=== RAW RECORDS ===
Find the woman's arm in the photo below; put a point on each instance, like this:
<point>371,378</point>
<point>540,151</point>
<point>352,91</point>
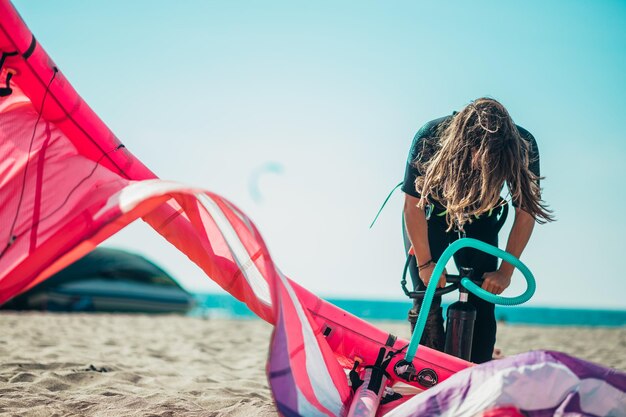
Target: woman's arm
<point>417,229</point>
<point>496,282</point>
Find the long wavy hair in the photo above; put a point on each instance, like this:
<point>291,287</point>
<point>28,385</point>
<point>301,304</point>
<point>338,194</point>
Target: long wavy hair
<point>474,155</point>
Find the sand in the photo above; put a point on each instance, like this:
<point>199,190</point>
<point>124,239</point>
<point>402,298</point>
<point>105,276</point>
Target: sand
<point>135,365</point>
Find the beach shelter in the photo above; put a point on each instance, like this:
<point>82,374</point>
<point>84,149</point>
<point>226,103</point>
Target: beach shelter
<point>107,280</point>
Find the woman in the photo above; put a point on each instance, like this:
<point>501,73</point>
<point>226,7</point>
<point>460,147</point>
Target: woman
<point>456,170</point>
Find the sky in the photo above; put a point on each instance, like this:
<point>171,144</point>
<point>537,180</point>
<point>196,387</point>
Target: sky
<point>302,113</point>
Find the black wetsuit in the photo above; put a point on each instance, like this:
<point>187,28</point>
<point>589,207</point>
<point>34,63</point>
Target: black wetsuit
<point>484,228</point>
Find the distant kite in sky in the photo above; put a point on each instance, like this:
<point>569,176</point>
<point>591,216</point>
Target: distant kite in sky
<point>254,182</point>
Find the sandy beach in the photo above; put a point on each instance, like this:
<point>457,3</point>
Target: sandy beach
<point>136,365</point>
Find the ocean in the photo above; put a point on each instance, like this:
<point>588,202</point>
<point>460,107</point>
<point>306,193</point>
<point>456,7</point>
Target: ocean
<point>226,306</point>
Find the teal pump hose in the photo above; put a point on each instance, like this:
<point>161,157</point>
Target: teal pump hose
<point>473,288</point>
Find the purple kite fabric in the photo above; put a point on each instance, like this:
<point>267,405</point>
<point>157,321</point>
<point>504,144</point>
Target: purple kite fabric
<point>538,383</point>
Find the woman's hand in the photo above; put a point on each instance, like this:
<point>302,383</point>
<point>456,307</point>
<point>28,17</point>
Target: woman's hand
<point>496,282</point>
<point>427,271</point>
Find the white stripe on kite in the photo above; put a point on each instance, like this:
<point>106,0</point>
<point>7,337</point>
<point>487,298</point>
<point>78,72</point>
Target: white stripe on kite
<point>249,270</point>
<point>321,381</point>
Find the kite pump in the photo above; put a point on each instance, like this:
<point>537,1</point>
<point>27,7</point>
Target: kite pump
<point>461,315</point>
<point>369,388</point>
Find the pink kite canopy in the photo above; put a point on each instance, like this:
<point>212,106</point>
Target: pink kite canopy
<point>67,183</point>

=== TASK DETAILS ===
Please reproduce all of the data above word for word, leaving out the pictures.

=== TASK RESPONSE ===
Find the woman's arm in the photo below; put a point on each instance, like this:
<point>371,378</point>
<point>540,151</point>
<point>352,91</point>
Target: woman's arm
<point>417,229</point>
<point>496,282</point>
Find the long wavy hair in the photo above; put a point on each instance, like this:
<point>291,287</point>
<point>28,385</point>
<point>301,304</point>
<point>338,194</point>
Target: long wavy hair
<point>474,155</point>
Find the sand in the photo above; put a point on each instance, like this:
<point>199,190</point>
<point>124,239</point>
<point>402,298</point>
<point>105,276</point>
Target: sand
<point>135,365</point>
Find the beach shelter in the photo above; put a point on each instance, like this:
<point>82,374</point>
<point>84,149</point>
<point>226,103</point>
Target: beach shelter
<point>107,280</point>
Find the woman in the photo above; put a point on each instance, like this:
<point>501,73</point>
<point>226,7</point>
<point>460,147</point>
Target: woman
<point>456,170</point>
Find the sky in the photo above; put a point on each instance, like this:
<point>171,144</point>
<point>537,180</point>
<point>196,387</point>
Target: sky
<point>302,113</point>
Find the black wetsuit in the photo above; put a point on each instance, like this:
<point>187,28</point>
<point>589,207</point>
<point>34,63</point>
Target: black wetsuit
<point>484,228</point>
Find the distant kite in sky in the photo above; put a point on each instance, like this:
<point>569,176</point>
<point>591,216</point>
Target: distant kite in sky
<point>254,182</point>
Find the sandy beach in the photo above; put a point on each instance, like this:
<point>457,3</point>
Target: sandy beach
<point>136,365</point>
Find the ocean in the photo above; put a point on each instance, like this:
<point>588,202</point>
<point>460,107</point>
<point>306,193</point>
<point>456,7</point>
Target: ocean
<point>226,306</point>
Find the teal pump hose in the photo above; put a point on each instance, like this:
<point>161,157</point>
Target: teal pump hose
<point>473,288</point>
Find the purple kite fabric in the photo above; put a point on each instance, like this:
<point>267,405</point>
<point>157,321</point>
<point>504,144</point>
Target: purple kite fabric
<point>538,383</point>
Find the woman's hand in the photo above; put a point on each instance, like this:
<point>302,383</point>
<point>456,307</point>
<point>28,17</point>
Target: woman's hand
<point>496,282</point>
<point>427,271</point>
Find the white stripe on kite in the photo above; put a point on each instance, like this:
<point>106,0</point>
<point>7,337</point>
<point>487,298</point>
<point>78,72</point>
Target: white stripe on kite
<point>249,270</point>
<point>321,381</point>
Find the kite pump in the photo above; put a point on each instance, like this:
<point>537,1</point>
<point>27,7</point>
Target: kite pump
<point>461,315</point>
<point>369,388</point>
Find the pink kite canopy in the photo above; put a point on each instance, like this:
<point>212,106</point>
Target: pink kite canopy
<point>67,183</point>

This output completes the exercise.